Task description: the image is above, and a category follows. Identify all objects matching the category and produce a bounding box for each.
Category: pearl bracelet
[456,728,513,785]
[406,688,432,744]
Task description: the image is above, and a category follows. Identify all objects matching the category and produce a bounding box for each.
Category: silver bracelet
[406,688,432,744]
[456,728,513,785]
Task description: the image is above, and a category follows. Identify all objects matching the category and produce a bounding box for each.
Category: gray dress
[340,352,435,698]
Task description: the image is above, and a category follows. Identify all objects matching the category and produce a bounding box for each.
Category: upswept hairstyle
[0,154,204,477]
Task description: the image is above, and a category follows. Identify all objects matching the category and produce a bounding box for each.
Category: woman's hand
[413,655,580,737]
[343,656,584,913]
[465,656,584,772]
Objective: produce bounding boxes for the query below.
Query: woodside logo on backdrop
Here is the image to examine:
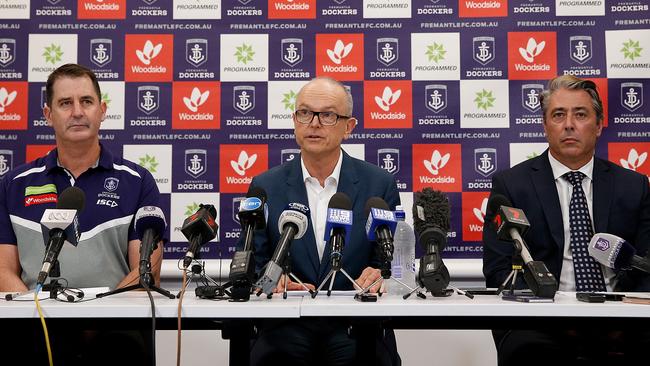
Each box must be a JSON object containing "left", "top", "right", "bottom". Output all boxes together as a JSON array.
[
  {"left": 412, "top": 144, "right": 462, "bottom": 192},
  {"left": 363, "top": 80, "right": 412, "bottom": 129},
  {"left": 219, "top": 145, "right": 268, "bottom": 193},
  {"left": 172, "top": 82, "right": 220, "bottom": 130},
  {"left": 316, "top": 34, "right": 364, "bottom": 81},
  {"left": 77, "top": 0, "right": 126, "bottom": 19},
  {"left": 268, "top": 0, "right": 316, "bottom": 19},
  {"left": 125, "top": 34, "right": 174, "bottom": 82},
  {"left": 0, "top": 82, "right": 27, "bottom": 130},
  {"left": 508, "top": 32, "right": 557, "bottom": 80}
]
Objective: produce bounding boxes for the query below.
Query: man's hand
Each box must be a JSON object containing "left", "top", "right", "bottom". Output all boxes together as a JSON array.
[
  {"left": 273, "top": 274, "right": 315, "bottom": 293},
  {"left": 355, "top": 267, "right": 383, "bottom": 293}
]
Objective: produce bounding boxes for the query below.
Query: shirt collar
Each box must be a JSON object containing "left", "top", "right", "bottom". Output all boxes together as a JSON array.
[
  {"left": 300, "top": 149, "right": 343, "bottom": 187},
  {"left": 547, "top": 151, "right": 594, "bottom": 181},
  {"left": 45, "top": 143, "right": 113, "bottom": 172}
]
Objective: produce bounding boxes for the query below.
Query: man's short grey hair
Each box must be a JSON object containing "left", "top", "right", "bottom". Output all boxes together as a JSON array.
[
  {"left": 540, "top": 75, "right": 603, "bottom": 123},
  {"left": 296, "top": 76, "right": 354, "bottom": 116}
]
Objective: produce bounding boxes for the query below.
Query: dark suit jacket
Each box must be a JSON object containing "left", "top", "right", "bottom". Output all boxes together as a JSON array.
[
  {"left": 243, "top": 150, "right": 401, "bottom": 290},
  {"left": 483, "top": 150, "right": 650, "bottom": 291}
]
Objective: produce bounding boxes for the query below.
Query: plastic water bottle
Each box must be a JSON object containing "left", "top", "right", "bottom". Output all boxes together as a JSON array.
[{"left": 387, "top": 206, "right": 416, "bottom": 296}]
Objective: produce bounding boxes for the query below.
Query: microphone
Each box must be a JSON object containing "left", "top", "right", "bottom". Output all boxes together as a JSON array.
[
  {"left": 229, "top": 186, "right": 268, "bottom": 301},
  {"left": 37, "top": 186, "right": 85, "bottom": 286},
  {"left": 412, "top": 188, "right": 451, "bottom": 296},
  {"left": 255, "top": 203, "right": 310, "bottom": 294},
  {"left": 134, "top": 206, "right": 167, "bottom": 285},
  {"left": 324, "top": 193, "right": 353, "bottom": 271},
  {"left": 488, "top": 194, "right": 558, "bottom": 298},
  {"left": 588, "top": 233, "right": 650, "bottom": 274},
  {"left": 365, "top": 197, "right": 397, "bottom": 262},
  {"left": 181, "top": 204, "right": 219, "bottom": 269}
]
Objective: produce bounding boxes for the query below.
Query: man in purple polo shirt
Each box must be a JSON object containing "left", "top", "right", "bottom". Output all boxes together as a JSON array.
[{"left": 0, "top": 63, "right": 163, "bottom": 365}]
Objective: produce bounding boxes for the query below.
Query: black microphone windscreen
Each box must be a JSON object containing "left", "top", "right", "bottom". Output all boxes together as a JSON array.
[
  {"left": 412, "top": 188, "right": 450, "bottom": 235},
  {"left": 487, "top": 194, "right": 511, "bottom": 215},
  {"left": 246, "top": 186, "right": 267, "bottom": 201},
  {"left": 364, "top": 197, "right": 389, "bottom": 218},
  {"left": 203, "top": 204, "right": 217, "bottom": 219},
  {"left": 328, "top": 192, "right": 352, "bottom": 210},
  {"left": 57, "top": 186, "right": 86, "bottom": 212}
]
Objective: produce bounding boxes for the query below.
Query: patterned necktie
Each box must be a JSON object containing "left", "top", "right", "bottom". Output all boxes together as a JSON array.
[{"left": 563, "top": 171, "right": 606, "bottom": 292}]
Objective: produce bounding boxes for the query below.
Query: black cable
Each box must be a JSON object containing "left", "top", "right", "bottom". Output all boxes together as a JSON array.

Your goal –
Set down exactly the lines of the data above, beginning with the line that has "Category: upswept hairstyle" and ending with the line that has "Here is the", and no others.

Answer for this exercise –
Category: upswept hairstyle
[0,154,204,477]
Task description: the image is above, and a category follows. Identify all objects matching the category and produce a bounding box for each.
Category: woman's hand
[413,655,580,737]
[343,656,584,913]
[465,656,584,772]
Objective: produce bounding boxes for the query below.
Query: woodside logo on backdrop
Here is the image to examine:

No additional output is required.